- [Excerpt provided]
........
How To Scrape Daily Stock Gainers From Yahoo Finance using Python

In this tutorial, I will show you how to crawl top stocks from Yahoo finance website.

I will use following two Python packages to crawl the website
.

  • lxml
  • requests

Let us first import the packages.

In [1]:
import lxml.html
import requests

For Daily top gainers, we can crawl the following yahoo finance URL...
finance.yahoo.com/gainers

In [2]:
url = 'https://finance.yahoo.com/gainers'
In [3]:
headers = {
  'User-Agent': 'Mozilla/5.0 (Windows NT 10.0; rv:91.0) Gecko/20100101 Firefox/91.0'
}

Let us create a Python function to crawl the above URL. We will do following...
........
- [Stated problem 1]
Print the rows below verbatim, beginning at the line that contains "segment round cookie top, each instance" and stopping after the final line of the rows.

- [Data for processing]
........
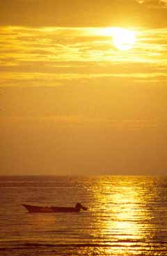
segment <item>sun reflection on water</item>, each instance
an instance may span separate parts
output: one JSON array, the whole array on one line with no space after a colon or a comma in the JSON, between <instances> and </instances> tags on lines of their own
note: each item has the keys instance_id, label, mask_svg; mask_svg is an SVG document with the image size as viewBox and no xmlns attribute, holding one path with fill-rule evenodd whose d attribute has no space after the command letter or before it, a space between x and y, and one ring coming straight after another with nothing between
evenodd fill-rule
<instances>
[{"instance_id":1,"label":"sun reflection on water","mask_svg":"<svg viewBox=\"0 0 167 256\"><path fill-rule=\"evenodd\" d=\"M150 241L154 236L150 229L152 213L148 206L151 195L145 193L142 183L136 186L136 178L128 181L128 177L116 177L113 182L106 179L106 182L102 178L94 186L95 204L100 211L96 209L92 233L105 241L107 248L101 250L107 255L135 255L147 241L152 250L149 238Z\"/></svg>"}]
</instances>

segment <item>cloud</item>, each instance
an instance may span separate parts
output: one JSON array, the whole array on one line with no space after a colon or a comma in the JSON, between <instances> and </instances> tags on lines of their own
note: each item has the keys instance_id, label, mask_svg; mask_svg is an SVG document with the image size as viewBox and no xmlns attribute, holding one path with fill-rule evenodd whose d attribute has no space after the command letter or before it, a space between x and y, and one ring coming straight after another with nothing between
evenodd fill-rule
<instances>
[{"instance_id":1,"label":"cloud","mask_svg":"<svg viewBox=\"0 0 167 256\"><path fill-rule=\"evenodd\" d=\"M141 3L141 1L139 1ZM136 0L6 0L0 3L0 24L29 27L166 26L166 1ZM157 22L157 21L159 22Z\"/></svg>"}]
</instances>

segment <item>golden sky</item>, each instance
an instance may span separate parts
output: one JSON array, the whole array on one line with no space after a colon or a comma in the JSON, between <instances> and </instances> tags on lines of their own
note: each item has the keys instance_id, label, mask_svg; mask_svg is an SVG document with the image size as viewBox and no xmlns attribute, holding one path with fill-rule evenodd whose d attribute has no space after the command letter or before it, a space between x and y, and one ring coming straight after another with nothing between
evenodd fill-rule
<instances>
[{"instance_id":1,"label":"golden sky","mask_svg":"<svg viewBox=\"0 0 167 256\"><path fill-rule=\"evenodd\" d=\"M166 173L167 1L90 2L0 3L2 174Z\"/></svg>"}]
</instances>

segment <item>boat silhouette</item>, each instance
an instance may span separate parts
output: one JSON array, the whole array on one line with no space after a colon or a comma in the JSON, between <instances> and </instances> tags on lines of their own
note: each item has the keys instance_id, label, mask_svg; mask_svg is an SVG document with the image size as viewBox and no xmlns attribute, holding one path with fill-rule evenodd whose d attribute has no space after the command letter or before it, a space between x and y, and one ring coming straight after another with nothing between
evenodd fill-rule
<instances>
[{"instance_id":1,"label":"boat silhouette","mask_svg":"<svg viewBox=\"0 0 167 256\"><path fill-rule=\"evenodd\" d=\"M29 213L67 213L79 212L81 209L87 211L88 208L83 206L81 204L77 203L74 207L58 207L58 206L39 206L23 204L22 206Z\"/></svg>"}]
</instances>

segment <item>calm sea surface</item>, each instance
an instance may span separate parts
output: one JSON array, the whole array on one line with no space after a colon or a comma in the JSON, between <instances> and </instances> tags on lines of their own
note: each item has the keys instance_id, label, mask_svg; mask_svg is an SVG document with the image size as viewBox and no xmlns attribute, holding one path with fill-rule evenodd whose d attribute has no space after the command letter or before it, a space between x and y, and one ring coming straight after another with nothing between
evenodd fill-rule
<instances>
[{"instance_id":1,"label":"calm sea surface","mask_svg":"<svg viewBox=\"0 0 167 256\"><path fill-rule=\"evenodd\" d=\"M0 255L167 255L167 177L0 177ZM29 213L22 203L88 207Z\"/></svg>"}]
</instances>

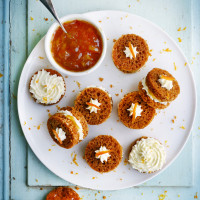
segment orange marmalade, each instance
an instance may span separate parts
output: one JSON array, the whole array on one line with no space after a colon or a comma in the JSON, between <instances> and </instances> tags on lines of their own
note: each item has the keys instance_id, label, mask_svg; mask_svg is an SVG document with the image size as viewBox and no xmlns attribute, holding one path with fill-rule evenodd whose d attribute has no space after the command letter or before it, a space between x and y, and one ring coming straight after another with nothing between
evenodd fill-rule
<instances>
[{"instance_id":1,"label":"orange marmalade","mask_svg":"<svg viewBox=\"0 0 200 200\"><path fill-rule=\"evenodd\" d=\"M54 60L64 69L81 72L92 68L99 60L103 41L92 24L74 20L63 24L68 34L59 27L51 41Z\"/></svg>"}]
</instances>

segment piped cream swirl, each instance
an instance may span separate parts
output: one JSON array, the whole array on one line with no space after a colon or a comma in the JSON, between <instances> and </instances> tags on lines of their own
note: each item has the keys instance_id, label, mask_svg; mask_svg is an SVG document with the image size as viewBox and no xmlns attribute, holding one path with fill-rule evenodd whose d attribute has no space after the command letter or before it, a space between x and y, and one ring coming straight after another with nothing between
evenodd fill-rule
<instances>
[{"instance_id":1,"label":"piped cream swirl","mask_svg":"<svg viewBox=\"0 0 200 200\"><path fill-rule=\"evenodd\" d=\"M42 69L32 77L30 92L37 103L57 103L65 93L65 82L61 76L50 75L48 71Z\"/></svg>"},{"instance_id":2,"label":"piped cream swirl","mask_svg":"<svg viewBox=\"0 0 200 200\"><path fill-rule=\"evenodd\" d=\"M132 147L129 163L141 173L160 170L166 160L164 146L154 138L142 138Z\"/></svg>"}]
</instances>

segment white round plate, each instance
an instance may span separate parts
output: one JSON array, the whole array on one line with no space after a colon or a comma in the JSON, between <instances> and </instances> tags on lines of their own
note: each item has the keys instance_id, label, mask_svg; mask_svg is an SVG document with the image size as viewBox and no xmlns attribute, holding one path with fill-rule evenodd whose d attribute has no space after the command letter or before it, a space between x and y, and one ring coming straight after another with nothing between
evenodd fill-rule
<instances>
[{"instance_id":1,"label":"white round plate","mask_svg":"<svg viewBox=\"0 0 200 200\"><path fill-rule=\"evenodd\" d=\"M136 186L166 169L185 145L196 108L193 77L189 65L185 66L187 60L180 48L151 22L119 11L91 12L86 13L85 16L99 22L105 31L108 40L107 55L101 67L95 72L82 77L65 78L66 95L58 105L59 107L73 106L79 91L90 85L102 86L113 98L111 117L101 125L89 126L86 139L72 149L67 150L54 143L46 123L49 118L48 110L54 114L58 106L42 106L35 103L28 90L31 76L39 69L50 67L44 52L44 39L42 39L30 54L20 78L18 112L21 126L36 156L47 168L64 180L98 190L117 190ZM114 66L111 58L113 40L128 33L142 36L152 49L152 56L149 57L145 67L135 74L122 73ZM163 51L167 48L171 52ZM177 66L176 70L174 65ZM166 69L176 77L181 88L180 95L167 109L157 111L154 120L145 129L131 130L119 122L117 105L126 93L137 90L139 81L154 67ZM104 79L102 82L99 80L100 77ZM172 123L172 119L175 123ZM99 134L112 135L123 147L122 162L116 170L105 174L92 170L83 159L87 143ZM154 137L165 144L167 159L162 170L152 174L142 174L124 162L128 158L128 148L131 143L141 136ZM74 155L77 155L78 165L73 162Z\"/></svg>"}]
</instances>

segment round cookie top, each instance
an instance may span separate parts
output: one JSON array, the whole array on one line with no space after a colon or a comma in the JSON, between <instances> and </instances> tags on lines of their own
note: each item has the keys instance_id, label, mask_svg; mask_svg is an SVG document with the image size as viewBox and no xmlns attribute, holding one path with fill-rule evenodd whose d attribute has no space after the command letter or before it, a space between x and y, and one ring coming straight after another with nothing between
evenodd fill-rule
........
- [Stated problem 2]
Output word for word the passage of the Yahoo Finance scraping tutorial above that begins at the words "I will use following" and stops after "yahoo finance URL...".

- [Expected output 1]
segment round cookie top, each instance
an instance may span separate parts
output: one JSON array, the whole array on one line with no space after a colon or a comma in the JSON, between <instances> and </instances> tags on lines of their own
note: each item has the keys instance_id, label, mask_svg; mask_svg is an SVG document with the image size as viewBox and no xmlns attribute, holding one path with fill-rule evenodd whose d attribute has no space after the command letter or before it, a space between x and y, and one ring coming straight after another with nothing between
evenodd fill-rule

- [Expected output 2]
I will use following two Python packages to crawl the website
.

  • lxml
  • requests

Let us first import the packages.

In [1]:
import lxml.html
import requests

For Daily top gainers, we can crawl the following yahoo finance URL...